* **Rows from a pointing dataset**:
☆ ☆ ☆ ☆ ☆ ☆ ☆

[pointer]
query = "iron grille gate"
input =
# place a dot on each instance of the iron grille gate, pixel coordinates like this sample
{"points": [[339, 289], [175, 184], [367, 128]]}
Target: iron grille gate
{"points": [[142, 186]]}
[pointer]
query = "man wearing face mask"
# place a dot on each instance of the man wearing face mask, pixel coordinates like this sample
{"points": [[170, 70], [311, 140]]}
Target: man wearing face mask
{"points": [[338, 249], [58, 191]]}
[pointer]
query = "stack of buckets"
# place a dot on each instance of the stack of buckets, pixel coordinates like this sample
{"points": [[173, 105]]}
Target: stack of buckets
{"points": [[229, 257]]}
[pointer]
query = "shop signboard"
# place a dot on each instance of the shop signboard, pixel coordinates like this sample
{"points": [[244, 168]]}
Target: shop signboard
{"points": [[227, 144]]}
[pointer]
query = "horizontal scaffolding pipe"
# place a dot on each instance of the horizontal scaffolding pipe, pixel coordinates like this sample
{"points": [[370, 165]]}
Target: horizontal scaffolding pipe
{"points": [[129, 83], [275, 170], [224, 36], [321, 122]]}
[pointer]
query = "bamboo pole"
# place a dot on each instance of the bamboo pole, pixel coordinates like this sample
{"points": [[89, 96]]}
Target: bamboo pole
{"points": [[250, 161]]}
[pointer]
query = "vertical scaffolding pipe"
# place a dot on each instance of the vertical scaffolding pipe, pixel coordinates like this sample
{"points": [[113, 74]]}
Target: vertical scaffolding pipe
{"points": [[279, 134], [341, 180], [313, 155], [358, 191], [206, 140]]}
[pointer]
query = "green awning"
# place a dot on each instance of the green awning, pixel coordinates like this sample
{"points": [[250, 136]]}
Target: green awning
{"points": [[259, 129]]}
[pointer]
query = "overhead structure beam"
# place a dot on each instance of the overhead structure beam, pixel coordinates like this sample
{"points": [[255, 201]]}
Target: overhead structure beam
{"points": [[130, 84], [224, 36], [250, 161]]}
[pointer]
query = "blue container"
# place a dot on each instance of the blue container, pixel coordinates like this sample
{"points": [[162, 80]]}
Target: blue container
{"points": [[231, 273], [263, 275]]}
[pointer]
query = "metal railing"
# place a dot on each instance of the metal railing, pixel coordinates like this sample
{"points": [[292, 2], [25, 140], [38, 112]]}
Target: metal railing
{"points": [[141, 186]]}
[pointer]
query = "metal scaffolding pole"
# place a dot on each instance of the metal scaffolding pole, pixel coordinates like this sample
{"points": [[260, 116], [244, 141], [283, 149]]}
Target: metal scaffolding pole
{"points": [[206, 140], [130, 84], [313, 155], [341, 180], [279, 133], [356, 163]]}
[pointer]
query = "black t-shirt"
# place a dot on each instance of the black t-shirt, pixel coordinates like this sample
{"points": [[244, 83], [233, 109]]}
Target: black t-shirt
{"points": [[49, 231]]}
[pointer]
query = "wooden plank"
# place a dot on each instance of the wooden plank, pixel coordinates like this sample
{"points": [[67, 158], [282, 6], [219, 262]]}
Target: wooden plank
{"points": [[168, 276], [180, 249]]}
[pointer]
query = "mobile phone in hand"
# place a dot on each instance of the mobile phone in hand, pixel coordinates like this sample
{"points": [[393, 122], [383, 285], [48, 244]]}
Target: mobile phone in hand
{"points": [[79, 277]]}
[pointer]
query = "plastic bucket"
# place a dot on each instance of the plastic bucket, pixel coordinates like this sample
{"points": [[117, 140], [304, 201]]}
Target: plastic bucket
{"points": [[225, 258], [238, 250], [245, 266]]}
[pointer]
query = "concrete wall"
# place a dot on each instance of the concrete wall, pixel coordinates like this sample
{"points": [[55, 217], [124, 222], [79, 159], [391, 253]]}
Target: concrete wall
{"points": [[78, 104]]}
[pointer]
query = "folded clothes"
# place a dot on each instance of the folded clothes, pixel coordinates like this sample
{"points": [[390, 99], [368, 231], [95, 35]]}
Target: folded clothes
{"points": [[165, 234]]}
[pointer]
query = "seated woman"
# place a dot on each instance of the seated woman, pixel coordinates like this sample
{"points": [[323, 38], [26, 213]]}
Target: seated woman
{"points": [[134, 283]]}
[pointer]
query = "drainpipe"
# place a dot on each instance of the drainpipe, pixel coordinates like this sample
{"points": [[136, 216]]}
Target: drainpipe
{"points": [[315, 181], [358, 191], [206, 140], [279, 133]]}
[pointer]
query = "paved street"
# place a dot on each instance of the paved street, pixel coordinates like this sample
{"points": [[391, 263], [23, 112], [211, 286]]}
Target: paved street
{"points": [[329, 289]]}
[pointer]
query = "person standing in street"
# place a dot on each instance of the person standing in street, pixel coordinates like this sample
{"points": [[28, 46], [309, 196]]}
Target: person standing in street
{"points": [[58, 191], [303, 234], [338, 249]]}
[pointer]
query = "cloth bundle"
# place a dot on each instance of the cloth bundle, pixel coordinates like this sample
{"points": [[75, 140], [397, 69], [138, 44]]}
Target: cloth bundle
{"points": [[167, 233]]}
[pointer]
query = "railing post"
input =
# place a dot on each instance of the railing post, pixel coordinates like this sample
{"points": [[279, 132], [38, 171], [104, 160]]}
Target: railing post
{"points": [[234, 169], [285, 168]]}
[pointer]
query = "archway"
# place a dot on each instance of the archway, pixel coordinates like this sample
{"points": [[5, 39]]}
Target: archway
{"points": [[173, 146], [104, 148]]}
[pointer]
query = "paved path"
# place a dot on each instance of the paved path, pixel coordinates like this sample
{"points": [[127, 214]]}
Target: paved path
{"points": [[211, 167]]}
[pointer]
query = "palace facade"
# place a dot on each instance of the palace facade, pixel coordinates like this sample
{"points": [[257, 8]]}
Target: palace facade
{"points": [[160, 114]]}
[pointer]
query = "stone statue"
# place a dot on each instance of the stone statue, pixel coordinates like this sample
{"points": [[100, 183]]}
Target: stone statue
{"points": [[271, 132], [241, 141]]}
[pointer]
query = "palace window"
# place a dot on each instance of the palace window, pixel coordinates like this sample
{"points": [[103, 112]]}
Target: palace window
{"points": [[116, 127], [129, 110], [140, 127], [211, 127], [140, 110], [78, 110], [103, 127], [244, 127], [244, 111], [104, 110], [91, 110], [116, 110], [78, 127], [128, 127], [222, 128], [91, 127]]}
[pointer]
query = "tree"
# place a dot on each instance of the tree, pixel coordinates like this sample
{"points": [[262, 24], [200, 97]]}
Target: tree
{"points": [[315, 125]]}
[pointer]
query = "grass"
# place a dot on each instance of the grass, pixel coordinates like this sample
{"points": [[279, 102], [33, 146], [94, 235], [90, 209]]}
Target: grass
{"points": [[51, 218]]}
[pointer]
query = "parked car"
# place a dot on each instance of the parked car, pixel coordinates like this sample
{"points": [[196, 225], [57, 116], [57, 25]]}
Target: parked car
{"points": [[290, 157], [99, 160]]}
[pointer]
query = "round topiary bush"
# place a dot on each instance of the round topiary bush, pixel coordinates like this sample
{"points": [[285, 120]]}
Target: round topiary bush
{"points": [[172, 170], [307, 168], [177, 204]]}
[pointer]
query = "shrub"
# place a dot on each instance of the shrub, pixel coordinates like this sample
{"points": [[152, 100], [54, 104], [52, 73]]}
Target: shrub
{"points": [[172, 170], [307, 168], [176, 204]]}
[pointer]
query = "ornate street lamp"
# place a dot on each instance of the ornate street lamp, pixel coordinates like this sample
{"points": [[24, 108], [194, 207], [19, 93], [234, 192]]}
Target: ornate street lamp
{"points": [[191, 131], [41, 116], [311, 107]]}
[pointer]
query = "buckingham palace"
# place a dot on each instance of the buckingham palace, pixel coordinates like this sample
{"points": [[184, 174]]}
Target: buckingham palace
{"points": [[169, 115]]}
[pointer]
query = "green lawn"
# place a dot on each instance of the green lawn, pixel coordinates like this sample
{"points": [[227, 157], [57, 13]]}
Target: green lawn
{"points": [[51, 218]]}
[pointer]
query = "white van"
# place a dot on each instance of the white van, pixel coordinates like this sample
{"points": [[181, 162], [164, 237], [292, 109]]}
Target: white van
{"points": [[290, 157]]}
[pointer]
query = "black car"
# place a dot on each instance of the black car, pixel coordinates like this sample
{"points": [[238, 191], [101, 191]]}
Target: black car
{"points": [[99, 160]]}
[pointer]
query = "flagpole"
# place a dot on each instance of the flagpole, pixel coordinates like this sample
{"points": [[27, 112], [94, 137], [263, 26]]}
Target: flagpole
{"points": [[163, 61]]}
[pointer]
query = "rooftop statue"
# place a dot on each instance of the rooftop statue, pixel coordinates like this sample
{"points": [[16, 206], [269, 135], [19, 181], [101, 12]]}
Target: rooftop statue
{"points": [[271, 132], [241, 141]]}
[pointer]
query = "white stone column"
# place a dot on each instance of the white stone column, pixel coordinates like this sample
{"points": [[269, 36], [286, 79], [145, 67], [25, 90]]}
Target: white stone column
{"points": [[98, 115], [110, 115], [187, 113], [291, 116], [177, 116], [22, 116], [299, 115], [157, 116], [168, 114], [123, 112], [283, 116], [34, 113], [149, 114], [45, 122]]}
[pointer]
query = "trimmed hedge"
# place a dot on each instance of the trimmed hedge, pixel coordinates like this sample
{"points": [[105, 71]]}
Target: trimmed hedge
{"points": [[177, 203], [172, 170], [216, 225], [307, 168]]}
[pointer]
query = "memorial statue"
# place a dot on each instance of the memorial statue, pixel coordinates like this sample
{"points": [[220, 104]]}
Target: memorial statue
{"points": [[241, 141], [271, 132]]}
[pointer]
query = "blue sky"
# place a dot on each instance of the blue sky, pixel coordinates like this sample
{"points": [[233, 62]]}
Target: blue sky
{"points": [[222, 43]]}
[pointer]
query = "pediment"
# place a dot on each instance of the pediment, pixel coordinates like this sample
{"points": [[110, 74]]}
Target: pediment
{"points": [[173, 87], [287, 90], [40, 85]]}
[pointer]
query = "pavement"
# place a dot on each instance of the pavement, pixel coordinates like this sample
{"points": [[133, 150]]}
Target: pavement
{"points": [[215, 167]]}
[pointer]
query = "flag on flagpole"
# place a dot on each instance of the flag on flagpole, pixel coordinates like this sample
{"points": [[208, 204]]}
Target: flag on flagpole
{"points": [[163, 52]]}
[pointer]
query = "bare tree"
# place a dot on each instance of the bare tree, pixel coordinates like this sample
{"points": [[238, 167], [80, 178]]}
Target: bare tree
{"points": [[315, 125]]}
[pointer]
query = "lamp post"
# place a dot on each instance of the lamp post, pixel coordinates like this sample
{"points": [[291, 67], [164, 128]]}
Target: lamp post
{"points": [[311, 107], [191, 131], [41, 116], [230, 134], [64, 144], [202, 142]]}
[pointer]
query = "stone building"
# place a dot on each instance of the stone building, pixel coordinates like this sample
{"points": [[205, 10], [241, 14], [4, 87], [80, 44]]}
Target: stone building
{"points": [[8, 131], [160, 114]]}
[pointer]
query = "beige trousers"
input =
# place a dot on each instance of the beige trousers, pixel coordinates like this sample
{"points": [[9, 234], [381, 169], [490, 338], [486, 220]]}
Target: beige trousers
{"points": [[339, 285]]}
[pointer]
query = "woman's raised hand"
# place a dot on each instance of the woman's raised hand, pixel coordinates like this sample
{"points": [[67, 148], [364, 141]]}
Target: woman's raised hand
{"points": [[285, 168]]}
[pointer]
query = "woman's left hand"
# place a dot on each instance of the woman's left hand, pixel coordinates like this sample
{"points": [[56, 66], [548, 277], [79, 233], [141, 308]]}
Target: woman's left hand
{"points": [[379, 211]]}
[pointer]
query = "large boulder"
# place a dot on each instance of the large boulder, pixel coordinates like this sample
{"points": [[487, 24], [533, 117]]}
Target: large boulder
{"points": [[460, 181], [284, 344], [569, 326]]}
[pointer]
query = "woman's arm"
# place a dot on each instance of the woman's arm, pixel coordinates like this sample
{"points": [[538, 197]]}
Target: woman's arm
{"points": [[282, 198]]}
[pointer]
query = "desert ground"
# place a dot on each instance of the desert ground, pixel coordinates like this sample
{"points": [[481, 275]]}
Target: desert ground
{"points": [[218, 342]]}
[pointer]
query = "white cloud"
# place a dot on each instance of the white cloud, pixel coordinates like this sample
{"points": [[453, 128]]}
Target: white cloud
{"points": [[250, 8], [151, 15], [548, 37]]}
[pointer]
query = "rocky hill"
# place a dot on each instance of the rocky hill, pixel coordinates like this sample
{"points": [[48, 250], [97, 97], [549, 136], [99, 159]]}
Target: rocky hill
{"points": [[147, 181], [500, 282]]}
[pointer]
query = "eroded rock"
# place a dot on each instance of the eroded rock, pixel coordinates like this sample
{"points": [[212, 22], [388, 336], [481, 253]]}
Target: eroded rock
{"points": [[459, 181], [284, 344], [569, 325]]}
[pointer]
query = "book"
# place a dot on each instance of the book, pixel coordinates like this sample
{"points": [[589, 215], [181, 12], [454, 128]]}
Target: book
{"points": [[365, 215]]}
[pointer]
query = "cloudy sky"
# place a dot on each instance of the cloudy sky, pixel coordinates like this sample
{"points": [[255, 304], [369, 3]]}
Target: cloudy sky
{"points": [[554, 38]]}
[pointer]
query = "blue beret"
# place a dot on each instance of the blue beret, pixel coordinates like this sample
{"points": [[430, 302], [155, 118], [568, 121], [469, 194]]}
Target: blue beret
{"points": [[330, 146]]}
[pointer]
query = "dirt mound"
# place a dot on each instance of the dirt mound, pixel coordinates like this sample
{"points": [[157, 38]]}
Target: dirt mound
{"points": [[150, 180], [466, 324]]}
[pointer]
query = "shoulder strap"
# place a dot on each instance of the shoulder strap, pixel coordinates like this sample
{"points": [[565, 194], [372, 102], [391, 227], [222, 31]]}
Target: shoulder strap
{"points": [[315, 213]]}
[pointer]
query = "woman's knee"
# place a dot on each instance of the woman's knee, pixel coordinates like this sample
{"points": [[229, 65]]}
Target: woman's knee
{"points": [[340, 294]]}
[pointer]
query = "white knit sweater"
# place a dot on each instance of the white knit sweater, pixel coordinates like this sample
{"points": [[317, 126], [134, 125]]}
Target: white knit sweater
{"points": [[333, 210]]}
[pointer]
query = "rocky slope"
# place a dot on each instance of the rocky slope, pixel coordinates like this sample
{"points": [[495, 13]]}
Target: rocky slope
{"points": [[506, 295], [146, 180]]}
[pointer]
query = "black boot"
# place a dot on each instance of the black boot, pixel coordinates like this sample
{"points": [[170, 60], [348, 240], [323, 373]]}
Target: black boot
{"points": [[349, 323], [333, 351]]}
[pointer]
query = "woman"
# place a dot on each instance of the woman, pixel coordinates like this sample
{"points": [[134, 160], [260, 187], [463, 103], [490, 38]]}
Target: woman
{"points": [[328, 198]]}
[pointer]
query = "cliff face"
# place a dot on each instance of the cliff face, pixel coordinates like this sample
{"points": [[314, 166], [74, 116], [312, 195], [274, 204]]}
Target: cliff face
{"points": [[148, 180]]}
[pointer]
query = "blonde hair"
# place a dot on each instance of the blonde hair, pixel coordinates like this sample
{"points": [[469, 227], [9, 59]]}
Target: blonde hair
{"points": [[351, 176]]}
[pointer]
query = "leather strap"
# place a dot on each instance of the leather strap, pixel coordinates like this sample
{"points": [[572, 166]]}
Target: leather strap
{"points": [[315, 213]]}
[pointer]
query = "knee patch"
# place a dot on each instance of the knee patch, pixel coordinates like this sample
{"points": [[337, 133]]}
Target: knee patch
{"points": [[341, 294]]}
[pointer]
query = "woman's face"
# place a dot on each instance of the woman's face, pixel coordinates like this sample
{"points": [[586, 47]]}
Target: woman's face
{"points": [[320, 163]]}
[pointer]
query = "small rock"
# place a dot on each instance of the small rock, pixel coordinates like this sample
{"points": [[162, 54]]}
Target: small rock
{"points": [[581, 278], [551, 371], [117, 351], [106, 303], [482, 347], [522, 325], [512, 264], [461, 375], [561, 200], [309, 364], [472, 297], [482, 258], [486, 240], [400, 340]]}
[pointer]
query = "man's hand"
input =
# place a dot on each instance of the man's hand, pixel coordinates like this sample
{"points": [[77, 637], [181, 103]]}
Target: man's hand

☆ ☆ ☆ ☆ ☆ ☆ ☆

Return every line of the data above that contains the word "desert", matching case exactly.

* **COMPLETE OUTPUT**:
query = "desert ground"
# place a dot on each instance of the desert ground, pixel coordinates like this sample
Target: desert ground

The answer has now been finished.